▶ _Exercise requirements_: Report every line of the items below that contains the word "seabird", copying each such line in full.

◇ ◇ ◇ ◇ ◇

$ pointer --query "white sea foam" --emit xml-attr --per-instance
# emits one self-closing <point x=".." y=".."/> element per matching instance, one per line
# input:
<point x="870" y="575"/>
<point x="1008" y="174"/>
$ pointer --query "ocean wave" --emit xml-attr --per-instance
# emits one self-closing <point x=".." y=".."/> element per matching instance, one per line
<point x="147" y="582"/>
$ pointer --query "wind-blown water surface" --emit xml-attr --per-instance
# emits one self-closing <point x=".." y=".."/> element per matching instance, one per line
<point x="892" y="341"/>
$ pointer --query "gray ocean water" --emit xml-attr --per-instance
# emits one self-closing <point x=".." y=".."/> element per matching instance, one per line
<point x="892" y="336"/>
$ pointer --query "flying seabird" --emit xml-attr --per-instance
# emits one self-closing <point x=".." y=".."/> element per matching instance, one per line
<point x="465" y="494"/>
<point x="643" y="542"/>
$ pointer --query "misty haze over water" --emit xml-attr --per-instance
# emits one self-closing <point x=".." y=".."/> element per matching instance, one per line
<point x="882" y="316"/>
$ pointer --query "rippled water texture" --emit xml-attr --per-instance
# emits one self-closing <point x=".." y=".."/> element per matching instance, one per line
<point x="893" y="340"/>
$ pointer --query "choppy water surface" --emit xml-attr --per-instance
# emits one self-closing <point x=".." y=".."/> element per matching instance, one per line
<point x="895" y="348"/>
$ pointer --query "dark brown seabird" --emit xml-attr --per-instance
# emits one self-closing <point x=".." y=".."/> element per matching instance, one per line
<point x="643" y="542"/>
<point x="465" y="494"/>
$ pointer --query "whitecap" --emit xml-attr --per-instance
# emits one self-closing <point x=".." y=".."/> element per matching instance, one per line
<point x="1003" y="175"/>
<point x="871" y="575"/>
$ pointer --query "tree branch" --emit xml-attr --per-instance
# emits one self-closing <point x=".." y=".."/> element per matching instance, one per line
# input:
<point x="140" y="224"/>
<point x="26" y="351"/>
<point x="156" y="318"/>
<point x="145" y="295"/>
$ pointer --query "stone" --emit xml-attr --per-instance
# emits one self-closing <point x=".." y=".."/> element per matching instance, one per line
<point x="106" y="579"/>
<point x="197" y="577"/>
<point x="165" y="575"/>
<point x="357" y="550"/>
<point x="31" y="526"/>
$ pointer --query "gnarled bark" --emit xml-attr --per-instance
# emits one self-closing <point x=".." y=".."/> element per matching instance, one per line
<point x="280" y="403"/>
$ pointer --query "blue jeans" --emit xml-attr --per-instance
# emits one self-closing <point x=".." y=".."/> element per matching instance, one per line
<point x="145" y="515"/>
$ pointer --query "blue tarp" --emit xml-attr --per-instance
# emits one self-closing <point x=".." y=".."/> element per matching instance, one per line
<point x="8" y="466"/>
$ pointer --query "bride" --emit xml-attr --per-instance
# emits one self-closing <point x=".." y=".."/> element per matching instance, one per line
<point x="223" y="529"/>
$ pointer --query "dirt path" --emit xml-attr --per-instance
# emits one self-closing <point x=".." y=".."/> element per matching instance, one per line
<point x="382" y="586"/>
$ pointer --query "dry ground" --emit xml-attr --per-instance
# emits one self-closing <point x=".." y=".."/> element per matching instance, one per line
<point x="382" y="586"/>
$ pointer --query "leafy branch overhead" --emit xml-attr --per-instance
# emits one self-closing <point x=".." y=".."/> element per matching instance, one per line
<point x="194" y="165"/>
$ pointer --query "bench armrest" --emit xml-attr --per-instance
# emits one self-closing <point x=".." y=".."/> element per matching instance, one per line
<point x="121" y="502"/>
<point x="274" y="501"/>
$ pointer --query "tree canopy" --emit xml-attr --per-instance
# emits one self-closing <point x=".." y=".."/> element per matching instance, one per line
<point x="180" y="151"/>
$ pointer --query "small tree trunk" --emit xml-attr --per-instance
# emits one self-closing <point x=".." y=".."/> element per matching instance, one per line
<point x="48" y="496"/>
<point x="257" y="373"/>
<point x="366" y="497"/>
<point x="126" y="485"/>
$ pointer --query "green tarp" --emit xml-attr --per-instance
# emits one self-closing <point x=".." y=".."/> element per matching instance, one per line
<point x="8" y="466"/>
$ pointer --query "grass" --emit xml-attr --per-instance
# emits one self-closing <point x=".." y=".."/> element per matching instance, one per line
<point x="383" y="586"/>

◇ ◇ ◇ ◇ ◇

▶ _The response_:
$ pointer --query "flying seabird" --emit xml-attr --per-instance
$ pointer --query "dark brown seabird" --emit xml-attr --per-instance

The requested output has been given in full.